● GIVEN REQUEST 1: Pull out every line of the records that contains the word "leaf".

● SOURCE EXCERPT:
........
Having reduced Mecca, the place of his nativity, which he marched against with about ten thousand men, he put to death all those whom he suspected to be his most inveterate enemies, giving pardon to the rest on a formal recantation; and having committed the government of the city to a confidential deputy, he returned to Medina, for he did not deem it safe to dwell any longer in a place where he might every moment run the risk of being secretly despatched.

The Arabs compute their time from the period at which Mohamined fled from Mecca, which they call the Hegira, a word that in their language signifies flight. This is similar to the Grecian method of computing from the first institution of the Olympic games, and the Roman practice of dating from the foundation of the city. Formerly the Mohammedans computed from the last war in which they had been engaged.

Mohammed having a deep rooted enmity against the Jews, made war upon all those adjacent tribes who professed that religion. It is perhaps difficult to assign a reason why his animosity had neither limits to its rage, nor termination to its existence; but we find one circumstance mentioned by some authors, which the Impostor might view as a vindication of its occasional sallies. A certain Jew, named Caab, having a brother who had espoused the religion of Mohammed, he composed on the occasion a ludicrous poem, in which he exhibited the fooleries and nonsense of that religion in such a satirical light, that the prophet determined to take vengeance on every tribe professing Judaism on his account. Such is the tendency of satirical compositions, if well written, that they unavoidably exasperate the persons against whom they are levelled, if they do not reclaim them. Rage being the effect which Caab's poem produced, Mohammed gave strict orders to apprehend, and bring him to condign punishment. And in order the better to secure the performance of his command, he offered a reward to the person who should seize him. On his being apprehended and brought before him, the poem was recited by the author in his hearing; after inserting the name of Abu Bekr instead of Mohammed, which it seems occurred very often, expecting thereby to mitigate his fury. But finding him by no means inclined to the side of clemency for this alteration, Caab had recourse to an expedient, which answered his purpose, rescued him from impending destruction, and even obtained him the intimacy and patronage of the prophet. The Impostor having received a new mistress by way of present, an object it seems, who was the very darling of his soul, Caab wrote a poem in commendation of her charms, so exactly suited to the palate of the pretended prophet, that he buried his resentment in an excess of kindness.

Presence of mind, if it be not a virtue, is nevertheless of such importance to its possessor, that it frequently delivers him from greater trials, difficulties, and embarrassments, than any of the four which are denominated cardinal.
........
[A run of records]
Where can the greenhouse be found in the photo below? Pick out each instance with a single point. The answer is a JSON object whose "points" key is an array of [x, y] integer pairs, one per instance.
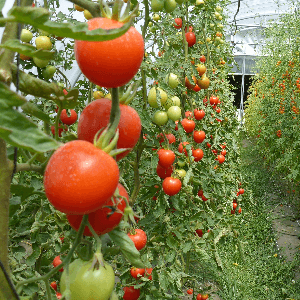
{"points": [[149, 149]]}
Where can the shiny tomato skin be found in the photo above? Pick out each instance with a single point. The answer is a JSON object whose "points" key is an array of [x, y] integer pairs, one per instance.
{"points": [[130, 293], [110, 63], [171, 186], [103, 220], [139, 238], [96, 116], [80, 178]]}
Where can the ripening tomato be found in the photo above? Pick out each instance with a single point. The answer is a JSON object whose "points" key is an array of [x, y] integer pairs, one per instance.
{"points": [[199, 136], [104, 219], [68, 120], [199, 114], [80, 178], [188, 125], [171, 186], [110, 63], [96, 116], [130, 293]]}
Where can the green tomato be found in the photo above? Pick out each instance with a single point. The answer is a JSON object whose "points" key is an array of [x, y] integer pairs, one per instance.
{"points": [[26, 36], [160, 118], [41, 63], [88, 282], [43, 42], [174, 113]]}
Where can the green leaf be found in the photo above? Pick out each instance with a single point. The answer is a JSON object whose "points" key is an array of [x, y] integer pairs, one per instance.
{"points": [[27, 49], [127, 247], [39, 18]]}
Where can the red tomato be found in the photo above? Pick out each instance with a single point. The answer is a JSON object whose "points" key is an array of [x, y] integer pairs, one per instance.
{"points": [[104, 219], [110, 63], [221, 158], [198, 154], [166, 158], [53, 284], [188, 125], [56, 262], [162, 172], [199, 136], [180, 148], [137, 273], [68, 120], [190, 38], [178, 23], [130, 293], [171, 186], [96, 116], [139, 238], [199, 114], [80, 178]]}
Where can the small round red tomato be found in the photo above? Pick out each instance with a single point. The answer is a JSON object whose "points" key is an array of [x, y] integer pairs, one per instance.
{"points": [[221, 158], [171, 186], [68, 120], [190, 38], [166, 158], [130, 293], [137, 272], [56, 262], [198, 154], [164, 173], [199, 114], [104, 219], [80, 178], [96, 116], [190, 291], [199, 136], [110, 63], [188, 125], [139, 238]]}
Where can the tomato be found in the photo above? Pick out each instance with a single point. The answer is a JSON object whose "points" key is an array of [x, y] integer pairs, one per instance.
{"points": [[56, 262], [80, 178], [68, 120], [221, 158], [166, 158], [180, 148], [139, 238], [43, 42], [199, 114], [198, 154], [190, 38], [199, 136], [163, 173], [171, 186], [188, 125], [96, 116], [104, 219], [190, 291], [137, 273], [89, 280], [130, 293], [160, 118], [110, 63], [177, 23], [53, 284]]}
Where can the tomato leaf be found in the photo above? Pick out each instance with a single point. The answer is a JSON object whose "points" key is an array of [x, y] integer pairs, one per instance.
{"points": [[39, 18], [121, 239], [27, 49]]}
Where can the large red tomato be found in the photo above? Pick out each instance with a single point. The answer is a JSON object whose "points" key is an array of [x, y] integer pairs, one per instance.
{"points": [[110, 63], [104, 219], [80, 178], [96, 116]]}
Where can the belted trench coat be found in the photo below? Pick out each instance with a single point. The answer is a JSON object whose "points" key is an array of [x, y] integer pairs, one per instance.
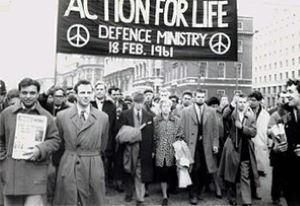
{"points": [[81, 172]]}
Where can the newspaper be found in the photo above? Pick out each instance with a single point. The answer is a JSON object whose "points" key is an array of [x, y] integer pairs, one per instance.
{"points": [[30, 131], [278, 133]]}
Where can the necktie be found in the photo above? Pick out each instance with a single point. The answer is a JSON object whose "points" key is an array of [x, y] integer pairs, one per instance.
{"points": [[138, 116], [82, 117], [199, 115]]}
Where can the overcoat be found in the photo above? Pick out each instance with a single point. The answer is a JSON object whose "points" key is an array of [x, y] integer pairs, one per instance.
{"points": [[24, 177], [261, 139], [80, 173], [210, 133], [147, 143], [231, 155]]}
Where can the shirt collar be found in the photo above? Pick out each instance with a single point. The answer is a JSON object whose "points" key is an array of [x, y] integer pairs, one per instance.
{"points": [[80, 109], [20, 106], [161, 118]]}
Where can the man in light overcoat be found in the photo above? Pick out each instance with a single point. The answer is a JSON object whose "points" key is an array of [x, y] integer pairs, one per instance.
{"points": [[201, 132], [80, 177]]}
........
● GIVEN REQUEST 2: Decide whether each statement below agrees with the passage, giving yes or no along with the exact words from the passage that settle it. (a) Mohammed marched against Mecca with about ten thousand men. (b) According to the passage, the word Hegira means victory. (c) When Caab recited his poem, he put the name of Abu Bekr in place of Mohammed.

● FULL RESPONSE 1:
Where can the green leaf be found in the photo above? Pick out each instance with a single point. The answer is a JSON object whose "points" key is an array of [x, y] integer pairs, one per instance.
Where can the tomato leaf be found in the photo above? Pick out each instance with a single point. The answer is a JSON object whose "points" key is an array of [x, y] integer pairs, one per instance.

● FULL RESPONSE 2:
(a) Yes: "which he marched against with about ten thousand men"
(b) No: "a word that in their language signifies flight"
(c) Yes: "after inserting the name of Abu Bekr instead of Mohammed"